納棺師が綴る『故人カルテ』

2015.10.04

故人のカルテ

「故人の尊厳を守る」とよく耳にします。
具体的には?と問いたくなることがしばしばあります。
そのための「最低条件」は、故人の「お体、お顔」をケア、保全することです。

亡くなられたときの原因、どのような処置を受けてきたか?

さらに、温度、湿度、ご安置場所など、状況や環境によってもお体の変化の度合いが変わってきます。

 

しかし、病院やホームの人は「生きている人」をみていますので、
ご逝去後、どのようにお体が変化していくのかを知らない方がとても多いのです。

病院では、「エンゼルケア」と呼ばれる処置をすることがあります。お化粧をする場合も多くあります。その場では、それで十分だと思います。

しかし、生理現象や環境によって、状態は変わります。

正しい施しをしなければ、この変化には対応できません。

——————

提示文のうち、「しかし、病院やホームの人は「生きている人」をみていますので、」から始まって「正しい施しをしなければ、この変化には対応できません。」に至るまでの部分を、そのまま繰り返してください。 このあとに続く項目は、提示文とは関係がない。

——————

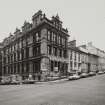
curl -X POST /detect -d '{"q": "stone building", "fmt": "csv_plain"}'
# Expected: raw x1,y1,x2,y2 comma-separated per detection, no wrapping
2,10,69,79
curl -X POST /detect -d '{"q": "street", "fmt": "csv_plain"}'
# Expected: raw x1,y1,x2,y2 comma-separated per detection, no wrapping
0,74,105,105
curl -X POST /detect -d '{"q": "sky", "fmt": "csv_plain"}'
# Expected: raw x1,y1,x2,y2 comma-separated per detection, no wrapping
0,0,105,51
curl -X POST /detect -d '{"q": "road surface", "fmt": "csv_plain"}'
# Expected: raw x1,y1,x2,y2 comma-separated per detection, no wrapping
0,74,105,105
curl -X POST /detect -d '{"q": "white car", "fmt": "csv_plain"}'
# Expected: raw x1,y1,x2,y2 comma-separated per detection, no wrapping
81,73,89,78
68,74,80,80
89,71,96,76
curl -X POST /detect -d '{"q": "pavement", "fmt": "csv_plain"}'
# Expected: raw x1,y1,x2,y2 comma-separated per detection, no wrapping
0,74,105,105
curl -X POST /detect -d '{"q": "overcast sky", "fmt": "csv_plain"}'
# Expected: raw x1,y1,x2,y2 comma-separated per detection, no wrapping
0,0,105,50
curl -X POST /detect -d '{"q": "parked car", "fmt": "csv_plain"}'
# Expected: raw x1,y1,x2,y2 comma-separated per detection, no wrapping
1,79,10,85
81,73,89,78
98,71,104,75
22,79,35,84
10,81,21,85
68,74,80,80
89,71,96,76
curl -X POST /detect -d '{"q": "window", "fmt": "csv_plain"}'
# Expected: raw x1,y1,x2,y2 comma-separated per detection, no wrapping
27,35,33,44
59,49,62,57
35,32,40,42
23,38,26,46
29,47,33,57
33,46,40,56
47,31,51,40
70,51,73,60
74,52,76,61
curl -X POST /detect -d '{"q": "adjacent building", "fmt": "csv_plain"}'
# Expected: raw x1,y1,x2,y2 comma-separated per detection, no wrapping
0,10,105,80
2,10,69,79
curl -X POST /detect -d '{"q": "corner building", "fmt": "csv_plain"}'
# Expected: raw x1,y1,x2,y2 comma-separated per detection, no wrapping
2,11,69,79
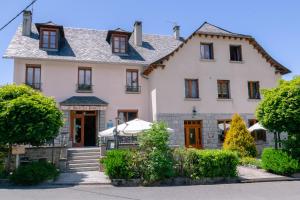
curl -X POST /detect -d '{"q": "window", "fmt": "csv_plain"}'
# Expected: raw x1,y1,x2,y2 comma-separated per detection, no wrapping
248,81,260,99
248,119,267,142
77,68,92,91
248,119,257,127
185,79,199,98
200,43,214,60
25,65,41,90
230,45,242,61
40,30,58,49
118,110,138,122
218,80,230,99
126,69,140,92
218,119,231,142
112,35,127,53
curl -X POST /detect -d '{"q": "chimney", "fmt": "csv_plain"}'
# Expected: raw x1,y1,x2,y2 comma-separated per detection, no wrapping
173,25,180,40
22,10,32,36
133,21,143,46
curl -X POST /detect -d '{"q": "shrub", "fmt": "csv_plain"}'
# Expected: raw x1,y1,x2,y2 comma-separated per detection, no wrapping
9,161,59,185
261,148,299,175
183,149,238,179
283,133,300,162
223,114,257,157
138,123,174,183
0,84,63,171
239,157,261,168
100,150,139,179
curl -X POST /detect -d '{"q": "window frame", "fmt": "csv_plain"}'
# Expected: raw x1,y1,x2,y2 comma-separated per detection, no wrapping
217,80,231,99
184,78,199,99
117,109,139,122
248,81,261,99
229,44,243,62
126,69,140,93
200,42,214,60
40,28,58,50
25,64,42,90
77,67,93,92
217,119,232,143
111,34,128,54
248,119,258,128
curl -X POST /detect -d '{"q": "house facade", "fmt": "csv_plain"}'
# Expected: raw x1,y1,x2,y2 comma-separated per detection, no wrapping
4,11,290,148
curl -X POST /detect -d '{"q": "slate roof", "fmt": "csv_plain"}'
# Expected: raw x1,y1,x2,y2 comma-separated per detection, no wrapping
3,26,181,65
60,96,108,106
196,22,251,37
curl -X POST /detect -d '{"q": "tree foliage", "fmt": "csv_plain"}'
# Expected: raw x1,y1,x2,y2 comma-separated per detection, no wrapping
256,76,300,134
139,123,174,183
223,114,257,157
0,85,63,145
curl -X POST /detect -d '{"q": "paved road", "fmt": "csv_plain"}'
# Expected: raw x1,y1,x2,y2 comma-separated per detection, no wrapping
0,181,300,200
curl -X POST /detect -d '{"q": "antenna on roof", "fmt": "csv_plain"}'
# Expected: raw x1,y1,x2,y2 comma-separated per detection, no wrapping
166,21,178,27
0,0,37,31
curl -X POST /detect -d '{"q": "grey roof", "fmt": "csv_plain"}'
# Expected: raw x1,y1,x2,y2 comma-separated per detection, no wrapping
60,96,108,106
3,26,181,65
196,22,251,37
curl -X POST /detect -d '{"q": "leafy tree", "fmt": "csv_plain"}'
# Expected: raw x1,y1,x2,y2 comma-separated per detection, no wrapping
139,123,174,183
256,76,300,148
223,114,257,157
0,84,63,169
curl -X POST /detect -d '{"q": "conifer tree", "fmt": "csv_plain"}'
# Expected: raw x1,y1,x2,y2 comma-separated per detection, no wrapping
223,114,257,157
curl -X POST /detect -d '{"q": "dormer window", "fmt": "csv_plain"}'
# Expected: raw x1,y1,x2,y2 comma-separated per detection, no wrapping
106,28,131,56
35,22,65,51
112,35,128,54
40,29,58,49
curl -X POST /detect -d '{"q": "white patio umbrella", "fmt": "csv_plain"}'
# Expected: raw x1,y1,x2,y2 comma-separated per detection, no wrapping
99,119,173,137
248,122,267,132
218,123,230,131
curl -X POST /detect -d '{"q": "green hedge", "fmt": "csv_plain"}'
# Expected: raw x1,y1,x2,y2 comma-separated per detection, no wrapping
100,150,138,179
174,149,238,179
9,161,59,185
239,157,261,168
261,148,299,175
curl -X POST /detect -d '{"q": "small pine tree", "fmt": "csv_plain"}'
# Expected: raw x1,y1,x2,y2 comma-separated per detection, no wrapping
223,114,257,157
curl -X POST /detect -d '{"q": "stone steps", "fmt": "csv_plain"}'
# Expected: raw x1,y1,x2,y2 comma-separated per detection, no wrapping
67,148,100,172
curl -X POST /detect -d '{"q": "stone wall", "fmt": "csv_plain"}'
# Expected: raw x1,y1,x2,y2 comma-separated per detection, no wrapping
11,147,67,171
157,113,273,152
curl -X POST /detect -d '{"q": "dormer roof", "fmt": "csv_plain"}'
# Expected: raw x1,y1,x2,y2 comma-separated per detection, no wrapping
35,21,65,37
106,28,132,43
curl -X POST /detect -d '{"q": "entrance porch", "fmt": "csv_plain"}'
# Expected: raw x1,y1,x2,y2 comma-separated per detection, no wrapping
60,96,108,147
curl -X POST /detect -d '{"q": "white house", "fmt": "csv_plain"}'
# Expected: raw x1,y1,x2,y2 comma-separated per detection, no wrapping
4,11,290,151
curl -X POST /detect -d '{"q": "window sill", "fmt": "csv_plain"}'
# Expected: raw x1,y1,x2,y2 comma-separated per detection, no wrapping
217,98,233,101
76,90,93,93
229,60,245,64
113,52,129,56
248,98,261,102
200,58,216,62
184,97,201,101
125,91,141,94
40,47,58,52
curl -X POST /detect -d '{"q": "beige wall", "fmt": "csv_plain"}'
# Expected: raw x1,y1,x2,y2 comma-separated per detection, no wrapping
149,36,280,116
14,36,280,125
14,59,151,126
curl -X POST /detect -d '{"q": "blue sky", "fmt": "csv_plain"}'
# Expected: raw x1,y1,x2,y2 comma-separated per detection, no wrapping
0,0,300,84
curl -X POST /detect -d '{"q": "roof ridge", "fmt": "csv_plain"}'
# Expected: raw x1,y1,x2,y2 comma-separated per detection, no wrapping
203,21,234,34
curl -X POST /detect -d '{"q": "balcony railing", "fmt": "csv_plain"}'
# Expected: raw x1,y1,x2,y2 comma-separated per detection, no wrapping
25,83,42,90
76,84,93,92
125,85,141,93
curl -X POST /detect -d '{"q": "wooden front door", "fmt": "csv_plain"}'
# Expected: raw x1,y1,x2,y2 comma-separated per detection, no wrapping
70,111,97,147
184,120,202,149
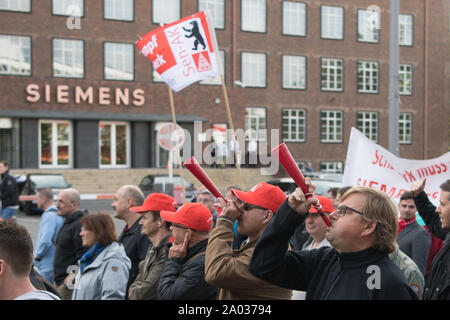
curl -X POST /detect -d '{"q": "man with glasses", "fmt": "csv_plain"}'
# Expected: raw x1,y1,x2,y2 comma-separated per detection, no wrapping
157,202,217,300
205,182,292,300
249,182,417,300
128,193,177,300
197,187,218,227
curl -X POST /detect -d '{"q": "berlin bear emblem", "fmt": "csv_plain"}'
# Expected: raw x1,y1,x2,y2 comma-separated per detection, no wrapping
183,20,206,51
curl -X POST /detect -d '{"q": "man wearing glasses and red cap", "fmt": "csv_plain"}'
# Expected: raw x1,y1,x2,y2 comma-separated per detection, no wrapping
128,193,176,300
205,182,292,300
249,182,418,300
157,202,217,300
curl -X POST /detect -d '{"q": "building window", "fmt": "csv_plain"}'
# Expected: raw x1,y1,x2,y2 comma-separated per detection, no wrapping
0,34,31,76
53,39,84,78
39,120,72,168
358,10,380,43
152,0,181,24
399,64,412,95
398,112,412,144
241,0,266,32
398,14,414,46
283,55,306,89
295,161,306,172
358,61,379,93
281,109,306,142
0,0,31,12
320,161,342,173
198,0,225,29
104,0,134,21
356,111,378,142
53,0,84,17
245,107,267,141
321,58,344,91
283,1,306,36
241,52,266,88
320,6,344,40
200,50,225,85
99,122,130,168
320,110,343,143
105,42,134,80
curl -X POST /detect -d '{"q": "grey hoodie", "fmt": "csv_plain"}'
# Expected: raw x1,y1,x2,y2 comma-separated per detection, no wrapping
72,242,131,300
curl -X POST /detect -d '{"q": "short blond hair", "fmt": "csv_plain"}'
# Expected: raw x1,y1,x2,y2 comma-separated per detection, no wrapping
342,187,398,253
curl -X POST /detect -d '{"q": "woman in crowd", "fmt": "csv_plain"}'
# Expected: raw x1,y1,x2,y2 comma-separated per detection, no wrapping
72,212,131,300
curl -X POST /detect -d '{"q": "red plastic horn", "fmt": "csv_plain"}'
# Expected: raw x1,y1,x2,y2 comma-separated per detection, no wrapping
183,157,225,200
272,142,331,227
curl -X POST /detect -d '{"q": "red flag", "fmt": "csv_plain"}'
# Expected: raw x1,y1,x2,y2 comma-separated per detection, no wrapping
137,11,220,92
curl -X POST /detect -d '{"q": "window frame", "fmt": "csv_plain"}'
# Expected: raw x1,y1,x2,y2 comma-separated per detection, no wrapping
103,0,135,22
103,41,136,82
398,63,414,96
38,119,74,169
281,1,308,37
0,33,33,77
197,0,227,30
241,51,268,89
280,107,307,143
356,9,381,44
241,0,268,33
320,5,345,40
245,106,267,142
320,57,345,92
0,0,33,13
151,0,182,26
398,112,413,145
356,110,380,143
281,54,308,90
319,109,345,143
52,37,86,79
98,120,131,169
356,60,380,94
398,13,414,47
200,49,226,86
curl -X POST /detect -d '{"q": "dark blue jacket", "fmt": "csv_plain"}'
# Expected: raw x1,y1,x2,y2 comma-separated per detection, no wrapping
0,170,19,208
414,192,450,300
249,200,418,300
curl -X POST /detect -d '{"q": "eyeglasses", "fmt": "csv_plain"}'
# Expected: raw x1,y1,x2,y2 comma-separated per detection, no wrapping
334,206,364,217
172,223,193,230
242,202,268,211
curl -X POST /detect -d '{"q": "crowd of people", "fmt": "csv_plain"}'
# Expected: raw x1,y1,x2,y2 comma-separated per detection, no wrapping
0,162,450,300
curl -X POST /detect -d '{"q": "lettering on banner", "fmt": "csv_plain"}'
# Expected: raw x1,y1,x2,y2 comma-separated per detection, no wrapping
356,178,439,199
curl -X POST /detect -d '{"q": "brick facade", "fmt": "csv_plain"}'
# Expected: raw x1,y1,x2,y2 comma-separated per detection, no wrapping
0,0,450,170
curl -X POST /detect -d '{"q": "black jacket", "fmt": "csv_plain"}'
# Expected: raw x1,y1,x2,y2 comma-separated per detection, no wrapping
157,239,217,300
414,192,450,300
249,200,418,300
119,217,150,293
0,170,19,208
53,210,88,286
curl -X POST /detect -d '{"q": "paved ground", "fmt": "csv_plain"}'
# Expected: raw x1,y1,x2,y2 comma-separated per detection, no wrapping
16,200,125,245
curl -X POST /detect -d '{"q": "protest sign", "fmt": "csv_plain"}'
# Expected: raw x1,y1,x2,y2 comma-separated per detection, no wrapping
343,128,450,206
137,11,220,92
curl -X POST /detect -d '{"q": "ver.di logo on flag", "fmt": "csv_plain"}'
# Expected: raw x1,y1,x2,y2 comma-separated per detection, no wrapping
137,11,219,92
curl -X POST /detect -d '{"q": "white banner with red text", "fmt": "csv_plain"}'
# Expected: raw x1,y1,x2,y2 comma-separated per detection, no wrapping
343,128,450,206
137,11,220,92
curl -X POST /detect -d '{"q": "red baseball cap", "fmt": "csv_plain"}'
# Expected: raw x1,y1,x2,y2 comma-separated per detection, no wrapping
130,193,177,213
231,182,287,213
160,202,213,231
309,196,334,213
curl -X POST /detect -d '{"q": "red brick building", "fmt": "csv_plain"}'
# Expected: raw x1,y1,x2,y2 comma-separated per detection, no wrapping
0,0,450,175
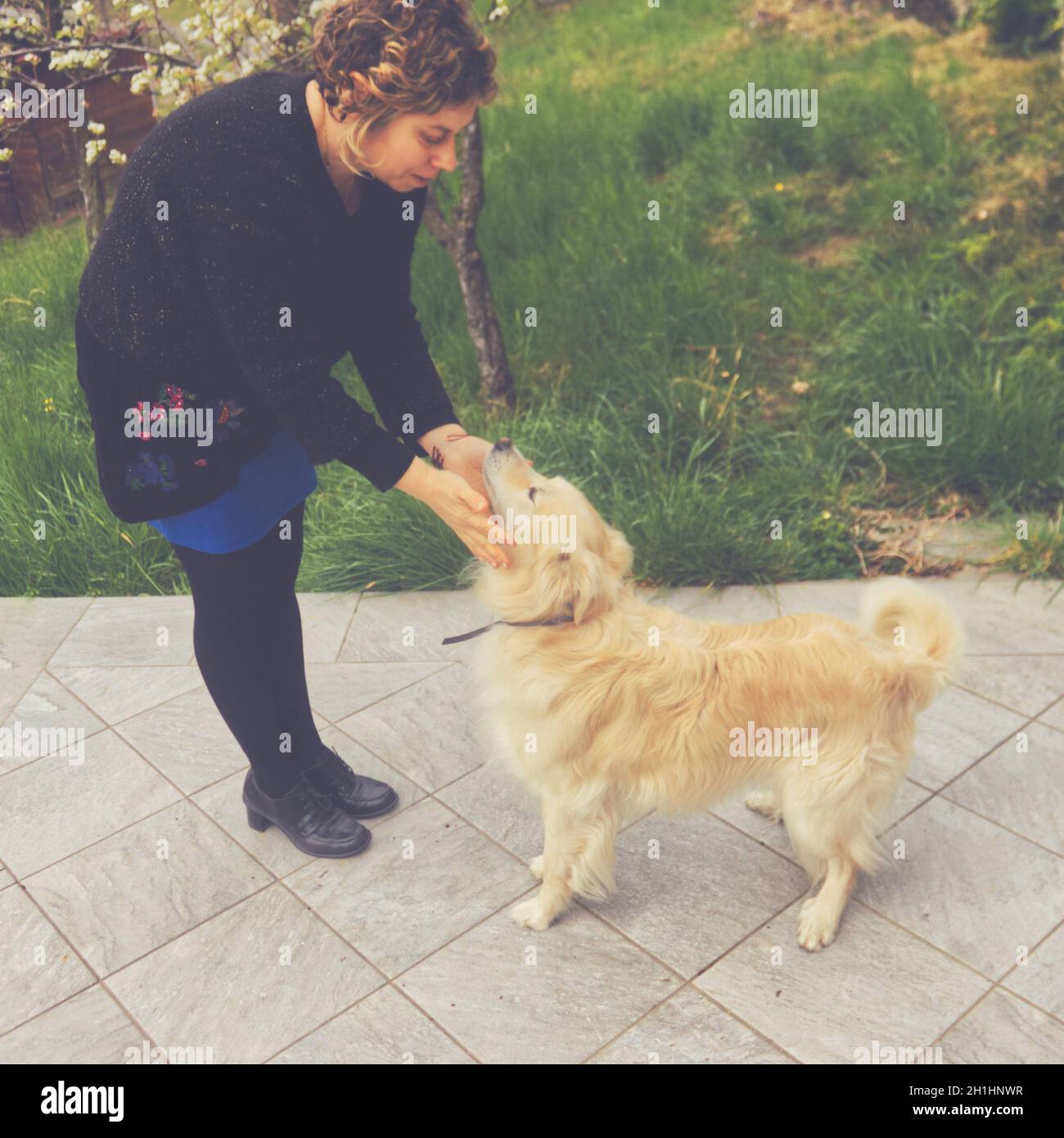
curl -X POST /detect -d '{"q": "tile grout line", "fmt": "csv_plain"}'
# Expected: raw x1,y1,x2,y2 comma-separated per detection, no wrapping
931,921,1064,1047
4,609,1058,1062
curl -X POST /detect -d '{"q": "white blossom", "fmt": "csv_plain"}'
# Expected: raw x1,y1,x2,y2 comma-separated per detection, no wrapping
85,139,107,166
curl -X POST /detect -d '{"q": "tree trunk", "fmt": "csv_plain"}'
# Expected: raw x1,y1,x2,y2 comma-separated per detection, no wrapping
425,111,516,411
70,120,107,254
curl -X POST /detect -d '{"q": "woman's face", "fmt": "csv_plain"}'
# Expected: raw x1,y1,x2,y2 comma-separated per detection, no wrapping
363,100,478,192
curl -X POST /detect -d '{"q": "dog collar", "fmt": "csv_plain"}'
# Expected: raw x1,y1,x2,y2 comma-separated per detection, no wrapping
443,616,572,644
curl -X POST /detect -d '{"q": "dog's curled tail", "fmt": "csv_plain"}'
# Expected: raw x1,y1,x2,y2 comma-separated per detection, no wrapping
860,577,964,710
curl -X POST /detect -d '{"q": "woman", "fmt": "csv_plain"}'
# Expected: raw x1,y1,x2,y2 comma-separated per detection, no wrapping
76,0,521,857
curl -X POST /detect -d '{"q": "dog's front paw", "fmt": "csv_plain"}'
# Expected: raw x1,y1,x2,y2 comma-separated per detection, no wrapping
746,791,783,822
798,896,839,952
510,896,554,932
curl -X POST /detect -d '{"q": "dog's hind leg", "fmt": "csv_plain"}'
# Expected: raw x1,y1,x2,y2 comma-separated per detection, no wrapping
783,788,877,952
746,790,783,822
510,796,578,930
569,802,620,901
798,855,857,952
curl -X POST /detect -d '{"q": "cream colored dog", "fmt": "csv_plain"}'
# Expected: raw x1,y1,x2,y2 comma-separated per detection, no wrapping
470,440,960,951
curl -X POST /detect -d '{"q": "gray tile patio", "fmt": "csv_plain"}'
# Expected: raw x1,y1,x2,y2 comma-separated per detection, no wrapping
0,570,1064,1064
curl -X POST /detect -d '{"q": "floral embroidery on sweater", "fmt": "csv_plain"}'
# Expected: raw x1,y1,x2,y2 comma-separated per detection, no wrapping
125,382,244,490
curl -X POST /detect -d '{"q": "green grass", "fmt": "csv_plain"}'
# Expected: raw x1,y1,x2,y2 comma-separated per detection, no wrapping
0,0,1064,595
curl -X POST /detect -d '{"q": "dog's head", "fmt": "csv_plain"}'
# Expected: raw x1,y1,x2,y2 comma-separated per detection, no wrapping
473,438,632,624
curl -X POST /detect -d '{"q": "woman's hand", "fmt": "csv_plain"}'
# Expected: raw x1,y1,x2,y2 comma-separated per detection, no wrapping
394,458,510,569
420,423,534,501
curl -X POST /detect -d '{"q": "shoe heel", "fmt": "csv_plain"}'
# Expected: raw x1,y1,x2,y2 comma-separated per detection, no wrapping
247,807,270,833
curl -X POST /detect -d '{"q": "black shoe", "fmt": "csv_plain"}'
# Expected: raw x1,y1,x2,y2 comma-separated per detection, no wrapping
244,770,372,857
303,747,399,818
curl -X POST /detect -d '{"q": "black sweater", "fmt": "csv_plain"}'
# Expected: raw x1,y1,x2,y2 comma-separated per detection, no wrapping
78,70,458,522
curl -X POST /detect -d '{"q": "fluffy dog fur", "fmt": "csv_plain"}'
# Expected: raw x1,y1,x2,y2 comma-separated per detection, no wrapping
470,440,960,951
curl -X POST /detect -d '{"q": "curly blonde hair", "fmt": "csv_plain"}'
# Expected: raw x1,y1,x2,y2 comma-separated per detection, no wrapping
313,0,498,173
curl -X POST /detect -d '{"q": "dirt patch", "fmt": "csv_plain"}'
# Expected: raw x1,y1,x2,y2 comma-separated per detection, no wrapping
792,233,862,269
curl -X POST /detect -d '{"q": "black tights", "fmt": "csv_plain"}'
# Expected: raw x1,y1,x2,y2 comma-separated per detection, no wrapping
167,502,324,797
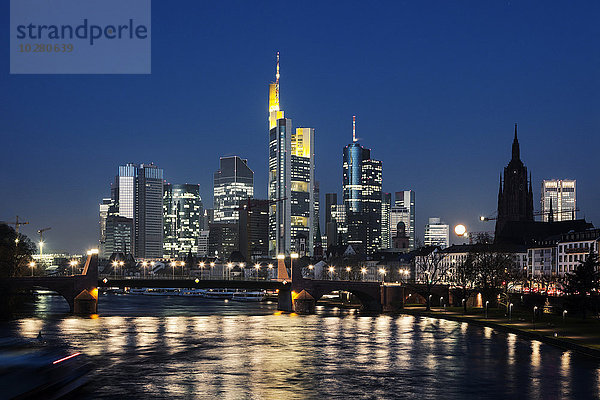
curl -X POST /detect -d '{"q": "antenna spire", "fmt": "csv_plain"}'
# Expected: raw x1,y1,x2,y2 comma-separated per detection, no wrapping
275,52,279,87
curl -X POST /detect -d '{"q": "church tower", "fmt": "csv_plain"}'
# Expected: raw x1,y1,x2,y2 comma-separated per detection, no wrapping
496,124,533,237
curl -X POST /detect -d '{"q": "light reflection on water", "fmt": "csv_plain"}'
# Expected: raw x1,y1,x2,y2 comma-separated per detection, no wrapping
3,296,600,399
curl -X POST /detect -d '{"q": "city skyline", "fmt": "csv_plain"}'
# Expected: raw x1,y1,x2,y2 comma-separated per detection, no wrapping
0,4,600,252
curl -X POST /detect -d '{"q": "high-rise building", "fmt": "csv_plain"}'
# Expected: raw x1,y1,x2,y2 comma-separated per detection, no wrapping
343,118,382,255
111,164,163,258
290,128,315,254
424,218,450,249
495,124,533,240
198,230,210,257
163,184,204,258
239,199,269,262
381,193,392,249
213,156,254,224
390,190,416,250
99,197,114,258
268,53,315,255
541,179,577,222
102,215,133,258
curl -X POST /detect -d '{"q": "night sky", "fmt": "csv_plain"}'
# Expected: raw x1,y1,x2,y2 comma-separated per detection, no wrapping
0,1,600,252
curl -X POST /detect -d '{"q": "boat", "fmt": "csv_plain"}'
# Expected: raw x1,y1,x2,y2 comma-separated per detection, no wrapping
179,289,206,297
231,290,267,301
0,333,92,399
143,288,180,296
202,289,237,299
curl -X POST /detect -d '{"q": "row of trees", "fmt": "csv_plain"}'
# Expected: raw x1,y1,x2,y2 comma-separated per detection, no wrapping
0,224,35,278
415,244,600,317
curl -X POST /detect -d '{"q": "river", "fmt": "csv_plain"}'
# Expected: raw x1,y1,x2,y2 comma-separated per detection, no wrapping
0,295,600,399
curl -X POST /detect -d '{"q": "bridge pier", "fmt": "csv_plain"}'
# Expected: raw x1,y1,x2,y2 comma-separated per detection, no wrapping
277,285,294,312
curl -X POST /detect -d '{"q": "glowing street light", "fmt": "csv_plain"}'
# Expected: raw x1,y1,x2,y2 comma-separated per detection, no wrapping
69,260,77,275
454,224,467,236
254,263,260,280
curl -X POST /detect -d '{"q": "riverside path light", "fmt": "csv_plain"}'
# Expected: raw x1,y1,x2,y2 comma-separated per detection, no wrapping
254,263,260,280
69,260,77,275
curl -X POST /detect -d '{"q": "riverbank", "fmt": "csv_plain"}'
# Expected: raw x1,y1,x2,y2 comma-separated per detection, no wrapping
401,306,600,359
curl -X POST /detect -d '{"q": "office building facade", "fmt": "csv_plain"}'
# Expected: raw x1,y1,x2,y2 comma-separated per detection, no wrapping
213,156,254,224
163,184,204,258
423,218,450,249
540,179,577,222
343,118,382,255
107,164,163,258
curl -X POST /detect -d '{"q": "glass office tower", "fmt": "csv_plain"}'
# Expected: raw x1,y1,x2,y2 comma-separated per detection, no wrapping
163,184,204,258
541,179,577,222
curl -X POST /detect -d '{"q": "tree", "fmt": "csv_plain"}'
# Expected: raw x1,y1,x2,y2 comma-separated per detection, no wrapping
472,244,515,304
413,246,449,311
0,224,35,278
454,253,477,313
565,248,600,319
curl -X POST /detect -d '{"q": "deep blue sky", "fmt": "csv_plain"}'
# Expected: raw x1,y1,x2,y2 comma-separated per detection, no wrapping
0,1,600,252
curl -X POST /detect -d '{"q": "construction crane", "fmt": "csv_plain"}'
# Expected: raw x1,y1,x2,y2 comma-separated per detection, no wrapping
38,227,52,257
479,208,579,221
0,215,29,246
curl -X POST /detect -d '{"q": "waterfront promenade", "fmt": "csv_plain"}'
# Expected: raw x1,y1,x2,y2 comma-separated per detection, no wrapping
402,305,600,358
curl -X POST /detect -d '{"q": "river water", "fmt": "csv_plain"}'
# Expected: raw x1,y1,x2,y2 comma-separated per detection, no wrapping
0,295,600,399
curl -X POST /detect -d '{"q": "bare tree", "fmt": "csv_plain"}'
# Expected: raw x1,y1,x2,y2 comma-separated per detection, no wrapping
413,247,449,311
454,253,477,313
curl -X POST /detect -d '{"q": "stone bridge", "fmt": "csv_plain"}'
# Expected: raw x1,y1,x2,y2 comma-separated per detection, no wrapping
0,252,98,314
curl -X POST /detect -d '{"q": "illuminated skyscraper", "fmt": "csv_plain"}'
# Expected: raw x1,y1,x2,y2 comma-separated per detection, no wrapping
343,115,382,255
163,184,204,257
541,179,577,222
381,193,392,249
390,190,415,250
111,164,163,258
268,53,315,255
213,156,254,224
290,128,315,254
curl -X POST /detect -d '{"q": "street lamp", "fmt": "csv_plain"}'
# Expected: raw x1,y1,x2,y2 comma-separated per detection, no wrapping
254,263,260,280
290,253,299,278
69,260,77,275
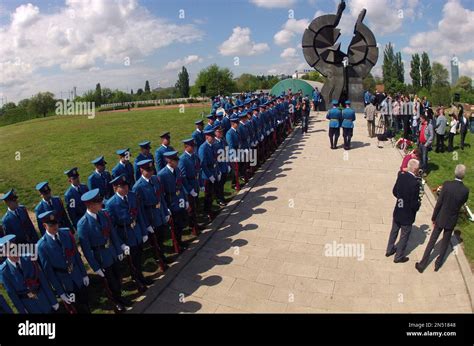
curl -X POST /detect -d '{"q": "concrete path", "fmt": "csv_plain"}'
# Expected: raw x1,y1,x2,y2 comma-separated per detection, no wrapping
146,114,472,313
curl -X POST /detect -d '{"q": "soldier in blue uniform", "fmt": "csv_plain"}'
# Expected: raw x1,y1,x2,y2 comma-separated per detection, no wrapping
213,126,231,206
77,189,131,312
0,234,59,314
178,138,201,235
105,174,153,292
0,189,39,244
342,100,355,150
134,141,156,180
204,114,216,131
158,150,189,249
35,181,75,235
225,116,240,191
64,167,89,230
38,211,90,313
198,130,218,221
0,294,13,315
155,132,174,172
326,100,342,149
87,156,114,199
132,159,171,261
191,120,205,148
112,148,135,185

——————

■ **解答**:
しかし、病院やホームの人は「生きている人」をみていますので、
ご逝去後、どのようにお体が変化していくのかを知らない方がとても多いのです。

病院では、「エンゼルケア」と呼ばれる処置をすることがあります。お化粧をする場合も多くあります。その場では、それで十分だと思います。

しかし、生理現象や環境によって、状態は変わります。

正しい施しをしなければ、この変化には対応できません。